### Extracted text
Homemade Baby Food

Article and photo by Anna Rogers

Starting Solids

Congratulations! Your baby is around half-a-year-old, and you are feeling like a pro at this breast- or bottle-feeding gig. You're starting to find a rhythm in your days, and things seem a little more predictable. Just when you feel like you’ve finally figured out exactly what your baby needs, you read an article on introducing solids, see an ad for baby food, or notice your child reaching for your dinner. What now?

The American Academy of Pediatrics and World Health Organization recommend that babies be exclusively breastfed, or formula fed, until six months of age. Research shows that around 6 months is when most babies’ digestive systems are mature enough to process solid foods.

Keep in mind that digestive readiness does not necessarily equate to developmental readiness. Watch your baby to determine when he or she may be ready, usually sometime between 6 to 8 months. Signs of developmental readiness are: sitting up without support, developing a “pincer” grasp, ready and willing to chew, and eager to participate in mealtime.

Homemade baby food is an excellent introduction to the world of solid foods for your little one, and easier than most people think! When getting started with solids, remember that initially, baby will still be getting all the nutrients they need from mother's milk or formula. This takes the pressure off and allows you just to have some fun and soak up every funny facial reaction and gooey mess.

Food for the Stages

STAGE 1: Simple Purees

Start with purees or mashes of one whole food only, so that if your child has a reaction, you'll be able to pinpoint the root of the problem accurately. Vegetables and fruits are ideal for purees, so you’ll need a steamer pot and high-speed blender to create your concoctions.

Tips: Add filtered water or, more ideally, pumped breastmilk to blend foods to the right consistency. Make in a large batch, freeze in ice cube trays, and pop out small portions to thaw as needed.

Purees we love: Roasted winter squash, sweet potatoes, yams, or carrots / Steamed apple, pear, spinach, zucchini, or frozen peas / Raw blended berries / Raw mashed avocados or bananas

STAGE 2: Blends

Now that you've observed baby's reaction to lots of different foods start experimenting with blended purees. Get creative with combinations, even if it doesn't sound pleasant to your adult palate. This is an excellent time to introduce homemade broths (vegetable or bone broths), spices, and some grains and seeds (oats, chia seeds, flax).

Tips: Remember that fruits are sugary, and these early stages are forming baby’s palate. Try mixing leafy greens with sweet fruits to bring balance.

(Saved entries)

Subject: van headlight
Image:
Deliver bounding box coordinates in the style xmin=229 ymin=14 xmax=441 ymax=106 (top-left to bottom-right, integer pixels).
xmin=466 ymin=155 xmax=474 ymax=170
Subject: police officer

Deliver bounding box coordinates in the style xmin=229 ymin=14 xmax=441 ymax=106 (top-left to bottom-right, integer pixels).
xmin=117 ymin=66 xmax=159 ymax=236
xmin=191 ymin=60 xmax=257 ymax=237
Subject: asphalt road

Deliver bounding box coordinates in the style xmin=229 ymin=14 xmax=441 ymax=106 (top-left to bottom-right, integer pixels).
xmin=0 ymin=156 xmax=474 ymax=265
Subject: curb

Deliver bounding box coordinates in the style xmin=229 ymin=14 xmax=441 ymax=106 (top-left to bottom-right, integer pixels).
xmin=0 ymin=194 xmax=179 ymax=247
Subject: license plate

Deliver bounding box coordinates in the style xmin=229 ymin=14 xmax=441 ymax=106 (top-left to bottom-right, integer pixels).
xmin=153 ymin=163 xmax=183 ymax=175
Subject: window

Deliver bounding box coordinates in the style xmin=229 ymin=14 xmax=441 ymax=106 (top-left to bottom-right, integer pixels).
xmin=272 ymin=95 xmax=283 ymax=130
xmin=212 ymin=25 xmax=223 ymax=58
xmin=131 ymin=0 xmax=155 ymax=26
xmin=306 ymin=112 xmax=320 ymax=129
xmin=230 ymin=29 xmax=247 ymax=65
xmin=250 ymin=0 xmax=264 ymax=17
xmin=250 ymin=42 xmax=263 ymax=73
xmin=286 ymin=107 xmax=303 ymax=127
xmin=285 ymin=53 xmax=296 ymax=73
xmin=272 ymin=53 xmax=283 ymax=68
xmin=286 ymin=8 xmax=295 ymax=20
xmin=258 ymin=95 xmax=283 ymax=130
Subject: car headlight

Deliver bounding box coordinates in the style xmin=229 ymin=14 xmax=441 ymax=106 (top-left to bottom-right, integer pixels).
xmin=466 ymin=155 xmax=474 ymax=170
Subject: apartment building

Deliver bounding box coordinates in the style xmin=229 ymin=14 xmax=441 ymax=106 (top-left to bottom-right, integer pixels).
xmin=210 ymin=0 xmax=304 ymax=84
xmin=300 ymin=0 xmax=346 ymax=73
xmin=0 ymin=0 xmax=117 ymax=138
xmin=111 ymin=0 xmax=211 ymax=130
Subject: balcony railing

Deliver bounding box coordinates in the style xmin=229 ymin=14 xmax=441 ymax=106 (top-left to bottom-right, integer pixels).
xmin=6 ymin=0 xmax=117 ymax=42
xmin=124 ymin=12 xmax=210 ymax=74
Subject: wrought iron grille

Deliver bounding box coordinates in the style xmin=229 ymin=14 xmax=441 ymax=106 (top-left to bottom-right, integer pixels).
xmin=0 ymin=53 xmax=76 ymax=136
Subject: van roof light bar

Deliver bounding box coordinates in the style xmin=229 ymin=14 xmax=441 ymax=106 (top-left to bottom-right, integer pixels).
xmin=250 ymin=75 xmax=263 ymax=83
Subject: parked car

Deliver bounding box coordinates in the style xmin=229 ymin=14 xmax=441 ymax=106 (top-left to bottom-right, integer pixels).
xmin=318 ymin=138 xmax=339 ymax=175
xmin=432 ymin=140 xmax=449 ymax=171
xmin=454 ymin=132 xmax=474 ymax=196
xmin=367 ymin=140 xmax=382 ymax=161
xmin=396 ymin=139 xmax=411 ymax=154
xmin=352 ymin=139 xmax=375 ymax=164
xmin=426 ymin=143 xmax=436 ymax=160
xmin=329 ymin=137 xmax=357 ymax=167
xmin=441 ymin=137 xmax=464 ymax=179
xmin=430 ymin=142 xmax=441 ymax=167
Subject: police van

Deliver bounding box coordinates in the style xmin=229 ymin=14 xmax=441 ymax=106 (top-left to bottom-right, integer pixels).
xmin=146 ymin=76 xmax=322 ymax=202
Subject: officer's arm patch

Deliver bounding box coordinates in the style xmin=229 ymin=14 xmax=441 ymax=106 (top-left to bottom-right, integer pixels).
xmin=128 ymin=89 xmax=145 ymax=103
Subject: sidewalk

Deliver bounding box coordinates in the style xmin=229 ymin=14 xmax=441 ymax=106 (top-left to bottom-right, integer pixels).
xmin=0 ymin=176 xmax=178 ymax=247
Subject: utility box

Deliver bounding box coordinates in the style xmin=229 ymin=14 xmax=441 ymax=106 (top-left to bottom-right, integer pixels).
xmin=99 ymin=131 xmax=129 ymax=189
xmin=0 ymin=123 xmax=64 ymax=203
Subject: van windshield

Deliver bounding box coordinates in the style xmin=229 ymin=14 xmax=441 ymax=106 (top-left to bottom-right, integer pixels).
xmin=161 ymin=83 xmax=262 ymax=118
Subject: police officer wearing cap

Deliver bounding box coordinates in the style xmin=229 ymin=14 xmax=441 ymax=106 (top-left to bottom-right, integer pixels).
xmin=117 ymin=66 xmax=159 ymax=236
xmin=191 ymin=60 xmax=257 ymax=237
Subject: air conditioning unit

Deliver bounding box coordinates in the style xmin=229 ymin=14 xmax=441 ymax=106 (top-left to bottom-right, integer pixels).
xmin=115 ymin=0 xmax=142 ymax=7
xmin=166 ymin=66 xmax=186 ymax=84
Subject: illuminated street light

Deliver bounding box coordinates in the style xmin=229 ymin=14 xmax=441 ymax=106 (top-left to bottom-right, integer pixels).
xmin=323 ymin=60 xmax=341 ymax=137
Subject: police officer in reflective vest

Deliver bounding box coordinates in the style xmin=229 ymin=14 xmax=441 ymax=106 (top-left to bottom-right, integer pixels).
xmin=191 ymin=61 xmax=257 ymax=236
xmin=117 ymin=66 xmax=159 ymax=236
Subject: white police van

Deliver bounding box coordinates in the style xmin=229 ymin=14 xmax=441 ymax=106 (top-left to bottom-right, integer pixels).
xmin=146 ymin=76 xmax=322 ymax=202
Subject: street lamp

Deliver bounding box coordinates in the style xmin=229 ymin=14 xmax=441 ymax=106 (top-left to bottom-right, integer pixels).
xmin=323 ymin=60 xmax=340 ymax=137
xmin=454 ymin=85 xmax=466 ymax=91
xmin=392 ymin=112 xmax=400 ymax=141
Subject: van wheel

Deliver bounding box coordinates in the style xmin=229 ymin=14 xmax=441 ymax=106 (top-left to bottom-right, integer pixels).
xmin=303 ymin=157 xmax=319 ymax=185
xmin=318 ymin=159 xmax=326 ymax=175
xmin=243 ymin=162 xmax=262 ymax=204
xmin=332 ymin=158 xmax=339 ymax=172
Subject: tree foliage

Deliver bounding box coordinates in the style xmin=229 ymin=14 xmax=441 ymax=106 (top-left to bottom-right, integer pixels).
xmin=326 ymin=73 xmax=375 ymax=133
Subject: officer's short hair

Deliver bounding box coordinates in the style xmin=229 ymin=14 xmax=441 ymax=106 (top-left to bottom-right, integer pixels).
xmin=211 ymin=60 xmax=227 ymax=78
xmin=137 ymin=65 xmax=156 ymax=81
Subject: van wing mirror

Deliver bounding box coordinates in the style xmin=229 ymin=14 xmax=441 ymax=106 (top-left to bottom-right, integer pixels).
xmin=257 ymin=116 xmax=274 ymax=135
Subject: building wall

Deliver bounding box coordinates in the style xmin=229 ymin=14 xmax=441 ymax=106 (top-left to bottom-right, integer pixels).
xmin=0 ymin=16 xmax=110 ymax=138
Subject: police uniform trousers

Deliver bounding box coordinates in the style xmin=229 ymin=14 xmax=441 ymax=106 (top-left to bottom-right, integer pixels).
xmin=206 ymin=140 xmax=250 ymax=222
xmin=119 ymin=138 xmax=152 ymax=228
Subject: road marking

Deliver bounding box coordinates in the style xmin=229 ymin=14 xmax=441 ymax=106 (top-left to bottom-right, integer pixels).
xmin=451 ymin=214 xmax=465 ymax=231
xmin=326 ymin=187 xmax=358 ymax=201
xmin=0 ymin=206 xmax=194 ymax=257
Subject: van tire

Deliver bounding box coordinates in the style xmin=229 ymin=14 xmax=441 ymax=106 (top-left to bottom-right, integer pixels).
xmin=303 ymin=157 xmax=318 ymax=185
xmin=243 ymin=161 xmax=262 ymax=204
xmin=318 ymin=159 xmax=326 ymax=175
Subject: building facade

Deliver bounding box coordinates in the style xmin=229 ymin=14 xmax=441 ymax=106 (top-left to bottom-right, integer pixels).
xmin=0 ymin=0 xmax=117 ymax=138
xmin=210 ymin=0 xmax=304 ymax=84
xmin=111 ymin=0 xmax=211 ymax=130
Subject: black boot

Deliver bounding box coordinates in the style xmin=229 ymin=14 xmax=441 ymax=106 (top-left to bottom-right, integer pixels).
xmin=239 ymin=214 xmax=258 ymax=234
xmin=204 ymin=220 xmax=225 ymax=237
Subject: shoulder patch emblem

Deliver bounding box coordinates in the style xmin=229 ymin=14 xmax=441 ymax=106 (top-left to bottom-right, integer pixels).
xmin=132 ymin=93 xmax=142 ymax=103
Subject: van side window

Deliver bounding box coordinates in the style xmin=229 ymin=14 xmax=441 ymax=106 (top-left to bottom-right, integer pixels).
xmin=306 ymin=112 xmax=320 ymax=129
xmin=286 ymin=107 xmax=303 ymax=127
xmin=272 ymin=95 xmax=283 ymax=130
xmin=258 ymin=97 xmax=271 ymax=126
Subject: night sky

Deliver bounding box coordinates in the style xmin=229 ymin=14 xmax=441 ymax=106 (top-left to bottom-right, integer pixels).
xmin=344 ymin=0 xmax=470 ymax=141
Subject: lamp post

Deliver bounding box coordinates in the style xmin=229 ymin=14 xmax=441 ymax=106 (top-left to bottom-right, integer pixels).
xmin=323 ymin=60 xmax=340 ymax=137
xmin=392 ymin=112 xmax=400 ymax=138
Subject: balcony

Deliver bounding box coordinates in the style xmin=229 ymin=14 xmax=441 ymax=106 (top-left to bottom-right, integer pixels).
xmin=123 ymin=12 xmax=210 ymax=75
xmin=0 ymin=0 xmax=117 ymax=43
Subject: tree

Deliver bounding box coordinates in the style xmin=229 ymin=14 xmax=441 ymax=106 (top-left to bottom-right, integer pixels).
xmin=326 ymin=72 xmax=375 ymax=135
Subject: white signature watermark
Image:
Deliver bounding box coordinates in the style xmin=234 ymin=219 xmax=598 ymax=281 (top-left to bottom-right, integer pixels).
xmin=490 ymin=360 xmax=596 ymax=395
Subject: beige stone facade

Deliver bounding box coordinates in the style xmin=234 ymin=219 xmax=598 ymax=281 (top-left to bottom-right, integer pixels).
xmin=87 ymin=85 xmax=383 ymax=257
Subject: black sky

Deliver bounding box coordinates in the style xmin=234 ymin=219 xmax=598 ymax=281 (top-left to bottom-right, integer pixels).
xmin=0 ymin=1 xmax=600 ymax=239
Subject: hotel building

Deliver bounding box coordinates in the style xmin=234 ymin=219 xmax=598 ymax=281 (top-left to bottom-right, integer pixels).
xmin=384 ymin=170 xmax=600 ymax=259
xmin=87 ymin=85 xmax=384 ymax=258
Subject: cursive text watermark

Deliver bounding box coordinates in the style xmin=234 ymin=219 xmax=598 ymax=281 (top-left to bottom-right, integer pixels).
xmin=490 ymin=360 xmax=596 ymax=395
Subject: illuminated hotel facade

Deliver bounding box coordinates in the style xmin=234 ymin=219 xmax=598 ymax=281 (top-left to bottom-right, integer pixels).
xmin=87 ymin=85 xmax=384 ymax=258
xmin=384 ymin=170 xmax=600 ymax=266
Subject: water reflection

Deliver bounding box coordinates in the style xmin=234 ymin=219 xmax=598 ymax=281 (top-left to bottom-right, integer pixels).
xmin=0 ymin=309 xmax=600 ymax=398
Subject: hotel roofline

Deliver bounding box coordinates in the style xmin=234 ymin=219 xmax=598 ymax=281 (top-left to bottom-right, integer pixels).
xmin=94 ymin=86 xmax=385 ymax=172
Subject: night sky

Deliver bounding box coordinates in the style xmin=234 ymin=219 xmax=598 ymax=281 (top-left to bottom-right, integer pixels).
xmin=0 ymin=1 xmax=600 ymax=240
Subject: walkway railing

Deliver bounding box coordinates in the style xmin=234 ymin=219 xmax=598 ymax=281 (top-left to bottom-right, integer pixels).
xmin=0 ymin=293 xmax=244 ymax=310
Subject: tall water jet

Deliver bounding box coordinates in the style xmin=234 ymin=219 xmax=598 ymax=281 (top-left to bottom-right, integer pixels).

### Task requirements
1) According to the baby food article, until what age do the American Academy of Pediatrics and the World Health Organization recommend feeding babies only breast milk or formula?
2) List every sign of developmental readiness for solid foods that the baby food article names.
3) Write the next part of the baby food article, picking up right after its last sentence.
These entries come from a separate source.

### Answers to the problems
1) Until six months of age.

2)
- Sitting up without support
- Developing a "pincer" grasp
- Ready and willing to chew
- Eager to participate in mealtime

3)
Blends we love: Carrot turmeric & bone broth / Strawberry basil spinach / Cinnamon & ginger sweet potato with flax / Broccoli pea & pear / Raspberry kale & chia

STAGE 3: Small Bites & Allergens

Baby is chewing well and has done great handling less allergenic foods. Start cutting soft foods into small bites for baby to practice picking up and eating on his or her own. You can also begin to introduce foods that are common allergens.

Tips: Be sure to keep a close eye on baby as they try more solid pieces, as there is an increased choking hazard. Feed common allergenic foods to baby earlier in the day so that you can monitor any potential reactions before bedtime.

Small bites we love: Bitesize chunks of roasted sweet potato or carrot/ banana or avocado / very ripe peaches, pears or plums/meat or poultry / soft-cooked green beans

Common allergens we love for Stage 3: Dairy (plain Greek yogurt), wheat (soft bread or pasta), eggs (scrambled), seafood (boneless fish), nuts (peanut, cashew, and almond butter)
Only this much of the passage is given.